** Start of Listing **

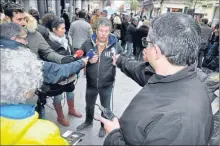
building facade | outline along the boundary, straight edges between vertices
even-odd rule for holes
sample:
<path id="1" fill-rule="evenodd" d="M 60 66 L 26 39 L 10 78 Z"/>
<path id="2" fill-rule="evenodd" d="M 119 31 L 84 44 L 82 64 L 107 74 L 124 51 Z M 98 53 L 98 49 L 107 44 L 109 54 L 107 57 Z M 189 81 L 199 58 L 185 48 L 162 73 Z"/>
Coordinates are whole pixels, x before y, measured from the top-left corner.
<path id="1" fill-rule="evenodd" d="M 181 12 L 201 15 L 207 18 L 212 26 L 219 23 L 219 1 L 217 0 L 153 0 L 153 4 L 153 17 L 166 12 Z"/>

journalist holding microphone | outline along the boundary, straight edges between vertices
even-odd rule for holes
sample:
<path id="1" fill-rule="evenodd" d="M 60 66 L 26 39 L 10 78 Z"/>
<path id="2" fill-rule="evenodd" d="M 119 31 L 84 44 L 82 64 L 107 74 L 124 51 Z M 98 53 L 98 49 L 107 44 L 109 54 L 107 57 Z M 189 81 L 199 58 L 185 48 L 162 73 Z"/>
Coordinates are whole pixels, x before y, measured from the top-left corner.
<path id="1" fill-rule="evenodd" d="M 143 39 L 145 62 L 116 55 L 116 65 L 143 88 L 121 118 L 101 118 L 104 145 L 207 145 L 212 111 L 197 55 L 201 30 L 191 16 L 166 13 Z"/>
<path id="2" fill-rule="evenodd" d="M 107 18 L 100 18 L 97 21 L 96 33 L 81 47 L 84 54 L 90 52 L 91 49 L 97 53 L 92 59 L 89 59 L 86 66 L 86 119 L 77 127 L 77 130 L 92 126 L 94 105 L 98 94 L 100 95 L 101 105 L 110 109 L 111 93 L 116 74 L 115 66 L 112 64 L 112 54 L 120 53 L 122 50 L 116 36 L 110 34 L 111 28 L 111 22 Z M 99 137 L 104 137 L 105 134 L 102 124 Z"/>

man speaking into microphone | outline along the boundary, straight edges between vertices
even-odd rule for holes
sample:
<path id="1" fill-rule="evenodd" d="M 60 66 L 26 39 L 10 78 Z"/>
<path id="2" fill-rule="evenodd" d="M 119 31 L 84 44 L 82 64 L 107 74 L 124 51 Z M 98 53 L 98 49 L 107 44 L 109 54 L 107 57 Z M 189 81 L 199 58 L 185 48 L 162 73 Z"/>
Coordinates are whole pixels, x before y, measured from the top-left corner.
<path id="1" fill-rule="evenodd" d="M 110 110 L 112 88 L 115 81 L 116 69 L 112 64 L 112 55 L 121 52 L 122 47 L 116 36 L 110 34 L 111 22 L 107 18 L 97 21 L 96 33 L 85 41 L 81 47 L 84 55 L 93 49 L 97 52 L 86 66 L 86 119 L 77 130 L 89 128 L 93 124 L 94 105 L 99 94 L 101 105 Z M 103 124 L 99 130 L 99 137 L 106 134 Z"/>

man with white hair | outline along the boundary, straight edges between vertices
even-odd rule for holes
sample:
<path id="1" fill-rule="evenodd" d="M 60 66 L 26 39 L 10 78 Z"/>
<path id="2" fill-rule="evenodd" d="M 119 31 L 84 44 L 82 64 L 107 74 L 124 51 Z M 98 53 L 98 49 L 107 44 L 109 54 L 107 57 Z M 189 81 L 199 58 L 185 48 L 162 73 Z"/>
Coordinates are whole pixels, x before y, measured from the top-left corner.
<path id="1" fill-rule="evenodd" d="M 104 145 L 207 145 L 212 110 L 197 71 L 201 29 L 189 15 L 155 18 L 143 39 L 145 62 L 116 57 L 116 65 L 143 88 L 120 118 L 101 118 Z"/>

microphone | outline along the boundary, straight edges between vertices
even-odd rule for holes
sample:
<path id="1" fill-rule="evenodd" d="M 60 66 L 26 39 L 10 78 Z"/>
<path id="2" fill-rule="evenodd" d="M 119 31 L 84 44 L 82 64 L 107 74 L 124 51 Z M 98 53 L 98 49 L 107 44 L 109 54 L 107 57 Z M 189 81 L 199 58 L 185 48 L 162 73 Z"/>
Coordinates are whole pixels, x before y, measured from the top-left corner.
<path id="1" fill-rule="evenodd" d="M 116 55 L 116 50 L 114 47 L 111 48 L 111 55 L 112 56 L 115 56 Z"/>
<path id="2" fill-rule="evenodd" d="M 86 58 L 91 59 L 95 55 L 93 49 L 90 49 L 89 52 L 86 53 Z"/>
<path id="3" fill-rule="evenodd" d="M 84 54 L 83 50 L 77 50 L 73 58 L 80 58 L 83 56 L 83 54 Z"/>

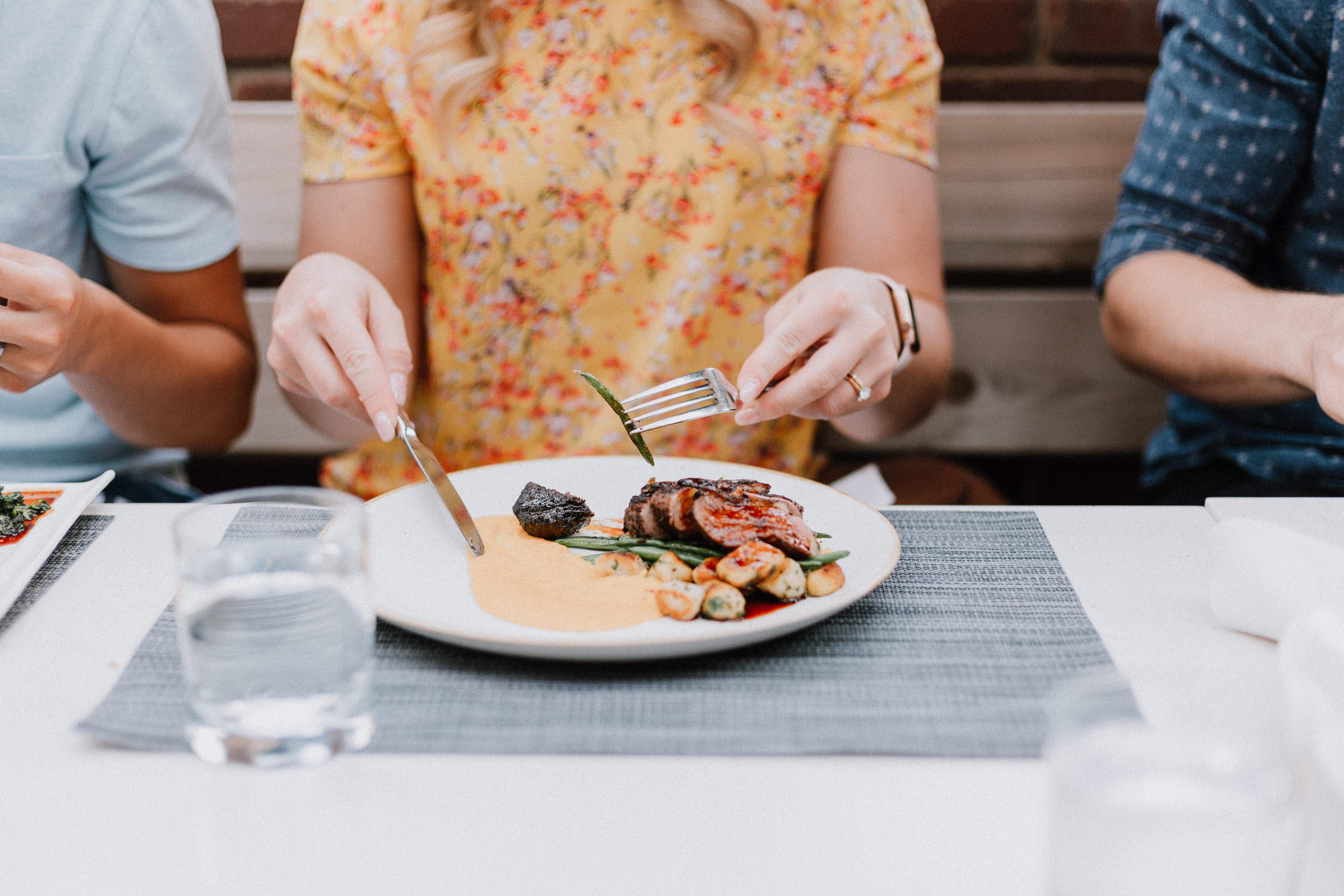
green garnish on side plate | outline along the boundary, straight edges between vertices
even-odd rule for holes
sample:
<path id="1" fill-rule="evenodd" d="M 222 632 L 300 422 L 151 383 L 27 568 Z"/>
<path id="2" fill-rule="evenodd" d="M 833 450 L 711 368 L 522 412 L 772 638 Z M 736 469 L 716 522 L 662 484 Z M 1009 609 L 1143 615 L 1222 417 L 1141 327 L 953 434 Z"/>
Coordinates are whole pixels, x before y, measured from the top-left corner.
<path id="1" fill-rule="evenodd" d="M 51 509 L 50 501 L 26 504 L 22 492 L 0 490 L 0 539 L 23 535 L 28 524 Z"/>
<path id="2" fill-rule="evenodd" d="M 653 466 L 653 451 L 650 451 L 649 446 L 644 442 L 644 435 L 633 431 L 634 422 L 630 420 L 630 415 L 625 412 L 625 408 L 621 407 L 621 403 L 616 399 L 614 395 L 612 395 L 612 390 L 602 386 L 602 383 L 599 383 L 598 379 L 591 373 L 585 373 L 583 371 L 574 371 L 574 372 L 586 379 L 589 386 L 595 388 L 597 394 L 602 396 L 602 400 L 605 400 L 607 404 L 612 406 L 612 410 L 616 411 L 617 415 L 621 418 L 621 423 L 625 424 L 625 434 L 630 437 L 632 442 L 634 442 L 634 447 L 640 449 L 640 457 L 648 461 L 649 466 Z"/>

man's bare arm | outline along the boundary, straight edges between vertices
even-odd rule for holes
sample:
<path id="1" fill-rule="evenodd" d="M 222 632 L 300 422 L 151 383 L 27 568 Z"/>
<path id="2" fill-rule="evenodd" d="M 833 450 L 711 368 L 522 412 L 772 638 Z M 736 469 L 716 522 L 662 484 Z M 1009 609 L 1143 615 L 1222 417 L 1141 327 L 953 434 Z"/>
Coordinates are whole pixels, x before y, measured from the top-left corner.
<path id="1" fill-rule="evenodd" d="M 1180 251 L 1130 258 L 1106 281 L 1102 330 L 1129 367 L 1215 404 L 1316 395 L 1344 422 L 1344 302 L 1261 289 Z"/>

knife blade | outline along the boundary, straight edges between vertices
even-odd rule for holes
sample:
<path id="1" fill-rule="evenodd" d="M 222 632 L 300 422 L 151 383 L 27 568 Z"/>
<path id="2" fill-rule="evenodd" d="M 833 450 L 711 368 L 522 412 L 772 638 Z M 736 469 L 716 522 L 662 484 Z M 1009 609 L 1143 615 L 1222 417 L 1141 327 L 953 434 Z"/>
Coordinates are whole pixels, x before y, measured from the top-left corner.
<path id="1" fill-rule="evenodd" d="M 462 504 L 462 496 L 457 493 L 457 489 L 448 480 L 448 474 L 444 473 L 444 466 L 434 457 L 434 453 L 425 447 L 425 443 L 415 437 L 415 427 L 411 426 L 405 414 L 396 415 L 396 434 L 402 437 L 402 442 L 406 442 L 406 447 L 410 449 L 411 457 L 415 458 L 415 466 L 421 469 L 425 478 L 438 492 L 438 500 L 448 508 L 453 523 L 457 524 L 457 528 L 462 532 L 462 537 L 466 539 L 466 547 L 470 548 L 472 556 L 478 557 L 485 553 L 485 541 L 481 539 L 481 533 L 476 531 L 476 523 L 466 510 L 466 505 Z"/>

** End of Listing **

Set task
Print the entries again without any change, beginning at the line that contains "knife blade |" and continuing through the end of the entries, both ends included.

Task answer
knife blade | outline along the boundary, straight edges between vertices
even-odd rule for holes
sample:
<path id="1" fill-rule="evenodd" d="M 222 632 L 300 422 L 151 383 L 27 568 Z"/>
<path id="2" fill-rule="evenodd" d="M 833 450 L 711 368 L 522 412 L 772 638 Z M 736 469 L 716 522 L 662 484 Z M 1009 609 L 1143 615 L 1222 417 L 1141 327 L 953 434 Z"/>
Coordinates are whole pixels, x before y, measured from the top-left corner.
<path id="1" fill-rule="evenodd" d="M 462 504 L 462 496 L 457 493 L 457 489 L 448 480 L 448 474 L 444 473 L 444 466 L 434 457 L 434 453 L 425 447 L 425 443 L 415 437 L 415 427 L 411 426 L 405 414 L 396 415 L 396 434 L 402 437 L 402 442 L 406 442 L 406 447 L 410 449 L 411 457 L 415 458 L 415 466 L 421 469 L 425 478 L 438 492 L 438 500 L 448 508 L 453 523 L 457 524 L 457 528 L 462 532 L 462 537 L 466 539 L 466 547 L 470 548 L 472 556 L 478 557 L 485 553 L 485 541 L 481 539 L 481 533 L 476 531 L 476 523 L 466 510 L 466 505 Z"/>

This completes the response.